◆ TEXT:
####################

From: Sean Christopherson <seanjc@google.com>
To: Lai Jiangshan <jiangshanlai@gmail.com>
Cc: linux-kernel@vger.kernel.org, kvm@vger.kernel.org,
Paolo Bonzini <pbonzini@redhat.com>,
Lai Jiangshan <jiangshan.ljs@antgroup.com>,
Jonathan Corbet <corbet@lwn.net>,
Vitaly Kuznetsov <vkuznets@redhat.com>,
Wanpeng Li <wanpengli@tencent.com>,
Jim Mattson <jmattson@google.com>, Joerg Roedel <joro@8bytes.org>,
Thomas Gleixner <tglx@linutronix.de>,
Ingo Molnar <mingo@redhat.com>, Borislav Petkov <bp@alien8.de>,
Dave Hansen <dave.hansen@linux.intel.com>,
x86@kernel.org, "H. Peter Anvin" <hpa@zytor.com>,
linux-doc@vger.kernel.org
Subject: Re: [RFC PATCH V3 3/4] KVM: X86: Alloc role.pae_root shadow page
Date: Tue, 12 Apr 2022 21:14:26 +0000 [thread overview]
Message-ID: <YlXrshJa2Sd1WQ0P@google.com> (raw)
In-Reply-To: <20220330132152.4568-4-jiangshanlai@gmail.com>
On Wed, Mar 30, 2022, Lai Jiangshan wrote:
> From: Lai Jiangshan <jiangshan.ljs@antgroup.com>
>
> Currently pae_root is special root page, this patch adds facility to
> allow using kvm_mmu_get_page() to allocate pae_root shadow page.
I don't think this will work for shadow paging. CR3 only has to be 32-byte aligned
for PAE paging. Unless I'm missing something subtle in the code, KVM will incorrectly
reuse a pae_root if the guest puts multiple PAE CR3s on a single page because KVM's
gfn calculation will drop bits 11:5.

####################

Named-object pointing records:
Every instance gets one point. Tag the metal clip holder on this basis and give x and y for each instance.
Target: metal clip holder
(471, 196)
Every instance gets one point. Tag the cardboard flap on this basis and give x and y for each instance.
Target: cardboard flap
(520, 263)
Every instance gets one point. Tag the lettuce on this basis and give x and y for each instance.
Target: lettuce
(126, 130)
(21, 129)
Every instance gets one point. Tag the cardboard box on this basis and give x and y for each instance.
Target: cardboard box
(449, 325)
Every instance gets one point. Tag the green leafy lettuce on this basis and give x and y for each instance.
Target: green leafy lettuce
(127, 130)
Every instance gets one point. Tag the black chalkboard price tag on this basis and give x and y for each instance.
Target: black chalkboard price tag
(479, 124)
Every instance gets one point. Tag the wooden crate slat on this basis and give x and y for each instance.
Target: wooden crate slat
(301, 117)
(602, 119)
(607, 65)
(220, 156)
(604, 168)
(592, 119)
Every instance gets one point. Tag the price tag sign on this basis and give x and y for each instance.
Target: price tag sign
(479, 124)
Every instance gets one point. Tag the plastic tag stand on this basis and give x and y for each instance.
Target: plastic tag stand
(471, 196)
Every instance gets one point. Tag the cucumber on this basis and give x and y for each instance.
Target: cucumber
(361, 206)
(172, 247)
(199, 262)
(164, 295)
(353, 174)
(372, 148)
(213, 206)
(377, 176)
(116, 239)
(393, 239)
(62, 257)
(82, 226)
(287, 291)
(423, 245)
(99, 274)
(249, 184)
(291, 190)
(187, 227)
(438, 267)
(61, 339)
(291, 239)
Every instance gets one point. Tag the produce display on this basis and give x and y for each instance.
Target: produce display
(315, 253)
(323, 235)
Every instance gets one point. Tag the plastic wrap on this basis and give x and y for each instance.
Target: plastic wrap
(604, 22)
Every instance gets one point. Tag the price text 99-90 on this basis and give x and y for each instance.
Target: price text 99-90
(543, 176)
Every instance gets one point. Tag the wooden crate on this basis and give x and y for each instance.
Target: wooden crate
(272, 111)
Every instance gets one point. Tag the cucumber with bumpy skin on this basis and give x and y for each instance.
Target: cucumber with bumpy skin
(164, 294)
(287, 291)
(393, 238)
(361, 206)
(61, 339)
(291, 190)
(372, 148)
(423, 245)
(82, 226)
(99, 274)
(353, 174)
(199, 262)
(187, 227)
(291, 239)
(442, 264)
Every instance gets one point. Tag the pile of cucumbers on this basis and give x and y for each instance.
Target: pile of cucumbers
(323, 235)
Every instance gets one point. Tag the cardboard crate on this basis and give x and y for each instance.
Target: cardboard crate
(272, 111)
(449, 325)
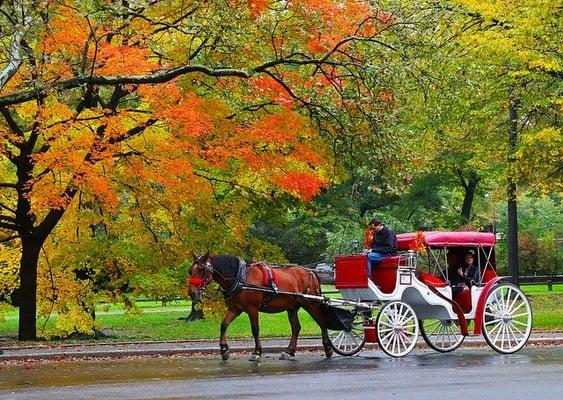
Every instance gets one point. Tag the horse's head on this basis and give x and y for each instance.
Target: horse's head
(201, 273)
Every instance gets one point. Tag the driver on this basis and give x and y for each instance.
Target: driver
(463, 277)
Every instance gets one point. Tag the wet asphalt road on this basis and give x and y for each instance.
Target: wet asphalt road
(532, 373)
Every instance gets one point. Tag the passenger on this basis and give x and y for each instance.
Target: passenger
(462, 278)
(383, 244)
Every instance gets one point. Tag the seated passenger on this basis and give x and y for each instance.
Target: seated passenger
(383, 243)
(462, 278)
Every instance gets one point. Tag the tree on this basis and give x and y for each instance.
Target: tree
(103, 103)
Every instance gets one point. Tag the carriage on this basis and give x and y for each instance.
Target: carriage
(409, 295)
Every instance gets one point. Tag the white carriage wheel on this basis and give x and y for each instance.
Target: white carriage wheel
(397, 329)
(507, 319)
(443, 335)
(349, 342)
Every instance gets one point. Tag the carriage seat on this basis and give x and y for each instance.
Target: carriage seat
(431, 280)
(489, 275)
(384, 274)
(463, 298)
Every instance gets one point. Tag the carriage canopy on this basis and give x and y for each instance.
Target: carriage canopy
(414, 241)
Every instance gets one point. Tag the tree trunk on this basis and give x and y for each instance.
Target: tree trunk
(511, 193)
(28, 289)
(470, 187)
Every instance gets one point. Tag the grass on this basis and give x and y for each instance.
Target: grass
(157, 321)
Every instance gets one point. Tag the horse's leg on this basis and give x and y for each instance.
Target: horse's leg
(289, 353)
(229, 317)
(315, 310)
(253, 316)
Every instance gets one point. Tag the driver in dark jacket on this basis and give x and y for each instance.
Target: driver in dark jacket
(383, 245)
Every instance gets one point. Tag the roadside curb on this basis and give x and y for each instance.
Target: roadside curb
(199, 348)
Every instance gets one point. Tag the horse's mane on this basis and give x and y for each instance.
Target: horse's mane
(227, 266)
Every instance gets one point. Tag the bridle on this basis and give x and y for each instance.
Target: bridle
(201, 283)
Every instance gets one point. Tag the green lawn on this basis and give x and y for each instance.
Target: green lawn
(157, 321)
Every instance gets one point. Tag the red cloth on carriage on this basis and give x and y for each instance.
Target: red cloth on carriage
(411, 241)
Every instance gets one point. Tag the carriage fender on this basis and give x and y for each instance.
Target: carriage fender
(481, 303)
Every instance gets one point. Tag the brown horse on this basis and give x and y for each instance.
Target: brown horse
(235, 277)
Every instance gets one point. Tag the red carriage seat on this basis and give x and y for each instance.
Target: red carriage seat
(431, 280)
(489, 274)
(463, 298)
(384, 274)
(351, 272)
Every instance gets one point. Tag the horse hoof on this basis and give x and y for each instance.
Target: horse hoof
(286, 356)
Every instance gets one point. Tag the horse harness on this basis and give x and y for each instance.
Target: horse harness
(269, 275)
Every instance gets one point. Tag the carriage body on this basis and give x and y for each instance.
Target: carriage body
(414, 287)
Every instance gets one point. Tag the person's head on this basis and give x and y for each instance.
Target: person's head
(376, 224)
(469, 258)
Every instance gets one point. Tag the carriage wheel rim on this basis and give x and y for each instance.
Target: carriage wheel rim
(443, 335)
(397, 329)
(507, 319)
(349, 342)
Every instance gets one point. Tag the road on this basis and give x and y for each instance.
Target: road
(533, 373)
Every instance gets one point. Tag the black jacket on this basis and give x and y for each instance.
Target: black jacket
(385, 242)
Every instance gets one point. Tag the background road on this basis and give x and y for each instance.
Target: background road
(533, 373)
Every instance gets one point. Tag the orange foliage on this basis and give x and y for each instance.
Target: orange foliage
(122, 60)
(301, 184)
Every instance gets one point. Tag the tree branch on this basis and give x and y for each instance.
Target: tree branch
(157, 77)
(15, 58)
(9, 238)
(10, 227)
(5, 207)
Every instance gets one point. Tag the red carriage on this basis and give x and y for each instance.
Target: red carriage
(411, 295)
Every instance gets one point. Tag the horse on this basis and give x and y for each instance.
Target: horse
(244, 290)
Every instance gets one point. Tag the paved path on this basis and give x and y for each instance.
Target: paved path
(207, 347)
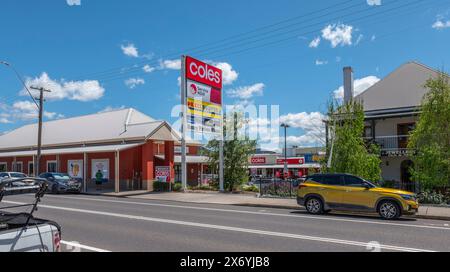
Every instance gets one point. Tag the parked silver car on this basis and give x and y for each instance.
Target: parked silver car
(61, 183)
(16, 176)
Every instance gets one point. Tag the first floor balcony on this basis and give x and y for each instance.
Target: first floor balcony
(391, 146)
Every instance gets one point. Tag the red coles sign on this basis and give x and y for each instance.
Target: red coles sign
(258, 160)
(203, 73)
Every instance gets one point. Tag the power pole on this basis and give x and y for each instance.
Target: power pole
(41, 110)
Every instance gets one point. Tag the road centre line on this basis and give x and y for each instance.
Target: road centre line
(259, 213)
(76, 245)
(235, 229)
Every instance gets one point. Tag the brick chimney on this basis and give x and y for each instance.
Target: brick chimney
(348, 84)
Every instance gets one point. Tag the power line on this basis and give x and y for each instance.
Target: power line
(177, 54)
(131, 73)
(20, 79)
(137, 69)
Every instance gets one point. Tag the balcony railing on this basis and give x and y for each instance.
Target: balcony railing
(396, 145)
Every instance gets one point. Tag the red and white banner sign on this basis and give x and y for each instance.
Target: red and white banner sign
(162, 173)
(258, 160)
(203, 73)
(292, 161)
(203, 93)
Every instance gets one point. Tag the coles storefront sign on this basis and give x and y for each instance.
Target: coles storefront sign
(258, 160)
(292, 161)
(203, 97)
(203, 73)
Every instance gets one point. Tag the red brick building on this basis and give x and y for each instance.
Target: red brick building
(126, 146)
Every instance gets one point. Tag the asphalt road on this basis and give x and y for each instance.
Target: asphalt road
(93, 223)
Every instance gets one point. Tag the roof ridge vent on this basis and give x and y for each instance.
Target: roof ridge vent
(128, 119)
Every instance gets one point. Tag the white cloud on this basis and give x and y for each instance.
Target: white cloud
(4, 120)
(84, 91)
(73, 2)
(338, 34)
(148, 69)
(374, 2)
(134, 82)
(170, 64)
(110, 108)
(315, 43)
(360, 85)
(26, 110)
(360, 37)
(247, 92)
(304, 120)
(321, 62)
(441, 24)
(130, 50)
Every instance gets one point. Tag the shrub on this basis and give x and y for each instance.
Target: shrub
(250, 188)
(282, 189)
(433, 197)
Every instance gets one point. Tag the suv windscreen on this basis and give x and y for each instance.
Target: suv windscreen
(61, 177)
(332, 180)
(315, 179)
(352, 181)
(18, 175)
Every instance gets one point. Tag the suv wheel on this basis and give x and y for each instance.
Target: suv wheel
(314, 205)
(389, 210)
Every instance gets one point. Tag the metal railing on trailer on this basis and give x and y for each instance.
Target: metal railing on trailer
(37, 186)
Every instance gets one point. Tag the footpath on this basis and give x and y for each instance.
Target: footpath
(252, 200)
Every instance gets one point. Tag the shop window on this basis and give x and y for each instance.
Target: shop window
(52, 166)
(30, 169)
(18, 167)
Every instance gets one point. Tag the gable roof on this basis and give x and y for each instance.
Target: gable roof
(121, 125)
(403, 88)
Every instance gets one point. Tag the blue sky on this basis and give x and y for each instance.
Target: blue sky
(102, 55)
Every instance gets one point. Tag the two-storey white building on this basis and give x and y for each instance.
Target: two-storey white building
(392, 109)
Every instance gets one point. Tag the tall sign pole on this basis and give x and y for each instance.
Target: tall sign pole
(221, 157)
(184, 124)
(201, 98)
(41, 110)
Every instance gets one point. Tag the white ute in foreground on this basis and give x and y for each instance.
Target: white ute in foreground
(22, 232)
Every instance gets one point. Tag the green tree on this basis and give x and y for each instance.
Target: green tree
(349, 153)
(237, 149)
(431, 138)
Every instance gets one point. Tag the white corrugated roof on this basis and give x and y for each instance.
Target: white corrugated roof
(117, 125)
(75, 150)
(402, 88)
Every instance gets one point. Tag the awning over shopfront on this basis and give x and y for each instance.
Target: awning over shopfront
(72, 150)
(189, 159)
(281, 166)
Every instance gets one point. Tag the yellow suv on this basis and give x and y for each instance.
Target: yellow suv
(322, 193)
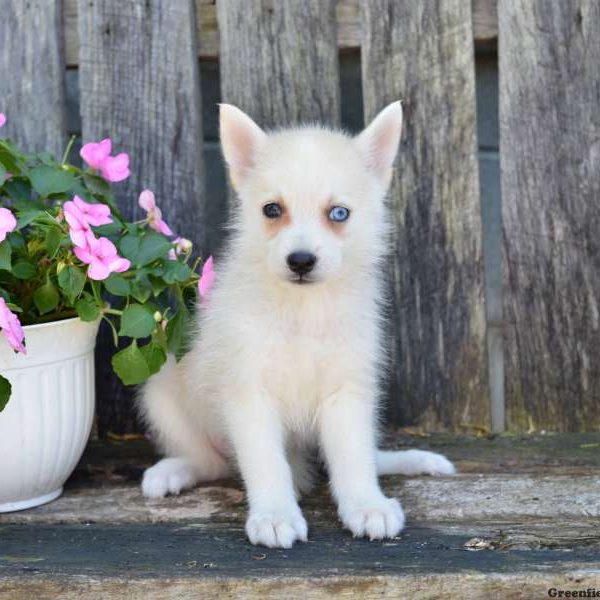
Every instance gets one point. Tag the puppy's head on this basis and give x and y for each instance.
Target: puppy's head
(311, 205)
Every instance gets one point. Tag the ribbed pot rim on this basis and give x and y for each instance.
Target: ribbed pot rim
(35, 326)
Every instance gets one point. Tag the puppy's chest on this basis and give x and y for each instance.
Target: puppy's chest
(308, 367)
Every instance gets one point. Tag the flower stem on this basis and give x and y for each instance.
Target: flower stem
(67, 150)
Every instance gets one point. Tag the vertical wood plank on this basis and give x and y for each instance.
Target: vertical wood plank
(32, 87)
(422, 53)
(139, 80)
(550, 163)
(279, 60)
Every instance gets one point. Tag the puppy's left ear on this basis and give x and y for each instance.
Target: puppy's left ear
(241, 140)
(378, 142)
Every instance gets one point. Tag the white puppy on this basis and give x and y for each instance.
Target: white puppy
(288, 352)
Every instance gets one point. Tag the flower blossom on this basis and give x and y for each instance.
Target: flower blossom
(8, 223)
(97, 156)
(182, 246)
(154, 214)
(80, 215)
(11, 328)
(101, 256)
(207, 278)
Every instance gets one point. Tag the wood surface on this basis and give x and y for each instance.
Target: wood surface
(32, 86)
(550, 165)
(422, 53)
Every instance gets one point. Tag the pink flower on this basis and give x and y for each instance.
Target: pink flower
(207, 279)
(101, 255)
(80, 215)
(116, 168)
(8, 223)
(11, 328)
(154, 214)
(97, 156)
(182, 246)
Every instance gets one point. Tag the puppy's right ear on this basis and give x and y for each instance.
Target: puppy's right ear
(241, 140)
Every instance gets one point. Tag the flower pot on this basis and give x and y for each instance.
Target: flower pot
(47, 421)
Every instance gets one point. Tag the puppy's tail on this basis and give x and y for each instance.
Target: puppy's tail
(412, 462)
(160, 409)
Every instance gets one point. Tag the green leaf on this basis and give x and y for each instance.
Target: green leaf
(5, 255)
(48, 180)
(177, 327)
(71, 281)
(141, 288)
(26, 217)
(158, 285)
(137, 321)
(130, 365)
(97, 185)
(23, 269)
(176, 271)
(46, 298)
(5, 390)
(86, 308)
(154, 355)
(117, 285)
(19, 191)
(53, 239)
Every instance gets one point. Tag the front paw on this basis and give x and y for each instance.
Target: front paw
(378, 519)
(276, 528)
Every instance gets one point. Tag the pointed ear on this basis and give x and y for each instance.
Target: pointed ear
(241, 139)
(379, 141)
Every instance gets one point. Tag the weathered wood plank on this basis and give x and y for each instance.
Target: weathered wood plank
(32, 87)
(422, 52)
(139, 85)
(267, 73)
(485, 26)
(550, 164)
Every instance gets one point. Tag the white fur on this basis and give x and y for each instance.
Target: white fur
(279, 369)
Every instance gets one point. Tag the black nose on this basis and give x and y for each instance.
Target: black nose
(301, 262)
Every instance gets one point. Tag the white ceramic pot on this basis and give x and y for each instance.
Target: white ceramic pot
(47, 421)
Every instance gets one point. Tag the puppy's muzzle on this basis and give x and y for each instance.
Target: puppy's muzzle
(301, 262)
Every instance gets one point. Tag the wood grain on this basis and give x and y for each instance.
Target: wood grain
(267, 73)
(139, 85)
(422, 53)
(32, 87)
(550, 164)
(485, 26)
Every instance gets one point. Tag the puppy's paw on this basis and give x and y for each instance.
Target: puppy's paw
(276, 528)
(168, 476)
(382, 518)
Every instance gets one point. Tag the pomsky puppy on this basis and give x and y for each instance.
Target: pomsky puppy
(288, 352)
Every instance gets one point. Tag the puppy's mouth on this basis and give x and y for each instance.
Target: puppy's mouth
(301, 280)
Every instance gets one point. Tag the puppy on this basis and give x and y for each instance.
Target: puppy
(288, 352)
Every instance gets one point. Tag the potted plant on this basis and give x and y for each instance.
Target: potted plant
(69, 259)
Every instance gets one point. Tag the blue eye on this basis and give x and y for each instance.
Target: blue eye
(273, 210)
(338, 214)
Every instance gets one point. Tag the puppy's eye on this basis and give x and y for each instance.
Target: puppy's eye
(338, 214)
(273, 210)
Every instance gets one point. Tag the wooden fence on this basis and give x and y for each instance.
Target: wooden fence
(531, 361)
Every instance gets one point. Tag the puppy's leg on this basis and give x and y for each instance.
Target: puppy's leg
(303, 470)
(347, 432)
(256, 432)
(413, 462)
(192, 457)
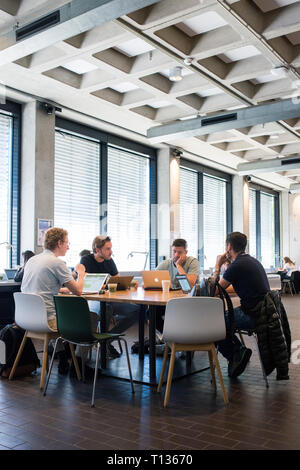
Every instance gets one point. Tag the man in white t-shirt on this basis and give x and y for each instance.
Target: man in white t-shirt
(46, 274)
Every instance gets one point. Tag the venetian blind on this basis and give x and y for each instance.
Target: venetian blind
(128, 199)
(267, 214)
(76, 190)
(214, 219)
(189, 209)
(5, 186)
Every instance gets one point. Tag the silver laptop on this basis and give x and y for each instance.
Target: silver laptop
(93, 283)
(10, 273)
(152, 279)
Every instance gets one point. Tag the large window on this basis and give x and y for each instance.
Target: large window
(205, 212)
(76, 201)
(105, 185)
(189, 209)
(214, 220)
(128, 208)
(9, 185)
(264, 226)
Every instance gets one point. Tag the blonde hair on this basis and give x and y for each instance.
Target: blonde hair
(52, 237)
(288, 260)
(99, 242)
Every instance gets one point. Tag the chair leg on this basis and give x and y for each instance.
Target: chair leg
(163, 367)
(95, 375)
(51, 365)
(212, 369)
(216, 361)
(13, 369)
(261, 364)
(170, 375)
(128, 363)
(74, 359)
(44, 363)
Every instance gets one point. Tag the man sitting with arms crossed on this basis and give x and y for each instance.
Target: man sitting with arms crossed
(249, 280)
(46, 273)
(100, 261)
(180, 263)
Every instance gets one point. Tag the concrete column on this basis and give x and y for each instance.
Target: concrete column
(37, 180)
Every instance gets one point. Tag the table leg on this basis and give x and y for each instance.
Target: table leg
(152, 340)
(103, 328)
(141, 331)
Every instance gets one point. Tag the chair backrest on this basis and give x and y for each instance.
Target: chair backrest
(30, 312)
(73, 318)
(274, 281)
(194, 320)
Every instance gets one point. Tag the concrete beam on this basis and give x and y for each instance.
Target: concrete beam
(238, 118)
(75, 17)
(295, 188)
(263, 166)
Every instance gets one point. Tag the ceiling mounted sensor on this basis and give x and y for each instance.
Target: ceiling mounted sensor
(175, 74)
(281, 70)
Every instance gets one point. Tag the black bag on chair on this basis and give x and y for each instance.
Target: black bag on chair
(12, 337)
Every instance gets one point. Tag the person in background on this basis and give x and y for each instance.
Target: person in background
(84, 253)
(100, 261)
(26, 256)
(46, 274)
(288, 268)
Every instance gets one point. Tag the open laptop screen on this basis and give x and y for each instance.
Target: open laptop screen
(93, 283)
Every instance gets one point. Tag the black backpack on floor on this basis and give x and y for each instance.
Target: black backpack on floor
(12, 337)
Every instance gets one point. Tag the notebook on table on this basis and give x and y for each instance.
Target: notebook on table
(153, 279)
(123, 282)
(93, 283)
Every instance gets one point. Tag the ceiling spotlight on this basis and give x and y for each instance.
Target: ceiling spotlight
(188, 60)
(280, 70)
(175, 74)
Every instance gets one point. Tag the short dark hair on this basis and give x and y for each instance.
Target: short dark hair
(237, 240)
(99, 242)
(180, 242)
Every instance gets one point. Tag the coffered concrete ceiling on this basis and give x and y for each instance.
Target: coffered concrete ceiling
(241, 53)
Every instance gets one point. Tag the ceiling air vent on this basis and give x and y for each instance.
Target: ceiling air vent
(38, 25)
(218, 119)
(290, 161)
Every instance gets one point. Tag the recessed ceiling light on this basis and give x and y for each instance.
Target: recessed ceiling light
(175, 74)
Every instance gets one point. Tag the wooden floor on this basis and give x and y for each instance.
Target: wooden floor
(256, 418)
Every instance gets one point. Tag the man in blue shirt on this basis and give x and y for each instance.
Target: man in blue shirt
(250, 282)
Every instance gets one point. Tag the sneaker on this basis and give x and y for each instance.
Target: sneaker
(237, 366)
(112, 353)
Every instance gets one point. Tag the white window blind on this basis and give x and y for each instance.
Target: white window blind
(76, 198)
(189, 209)
(252, 223)
(267, 215)
(214, 219)
(128, 221)
(5, 186)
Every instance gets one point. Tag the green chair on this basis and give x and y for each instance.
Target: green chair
(74, 326)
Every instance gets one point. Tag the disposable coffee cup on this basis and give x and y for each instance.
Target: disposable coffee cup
(165, 286)
(112, 287)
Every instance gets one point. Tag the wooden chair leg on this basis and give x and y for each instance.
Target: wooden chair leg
(44, 363)
(74, 359)
(170, 375)
(163, 367)
(216, 361)
(212, 369)
(15, 364)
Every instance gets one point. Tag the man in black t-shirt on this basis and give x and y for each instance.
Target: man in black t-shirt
(100, 261)
(250, 282)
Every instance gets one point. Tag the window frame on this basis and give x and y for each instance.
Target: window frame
(107, 139)
(201, 171)
(258, 190)
(15, 110)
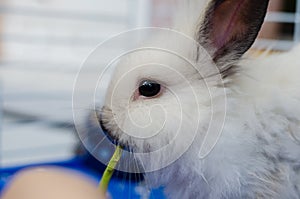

####################

◆ REQUIRED TASKS:
a: Which people in the email's Cc line have an address at redhat.com? Give their names.
b: From the email, extract the part that opens with the words containing "In-Reply-To: <20220330132152.4568-4-jiangshanlai@gmail.com>" and closes with "pae_root shadow page.".

◆ ANSWERS BY TASK:
a: Paolo Bonzini, Vitaly Kuznetsov, Ingo Molnar

b:
In-Reply-To: <20220330132152.4568-4-jiangshanlai@gmail.com>
On Wed, Mar 30, 2022, Lai Jiangshan wrote:
> From: Lai Jiangshan <jiangshan.ljs@antgroup.com>
>
> Currently pae_root is special root page, this patch adds facility to
> allow using kvm_mmu_get_page() to allocate pae_root shadow page.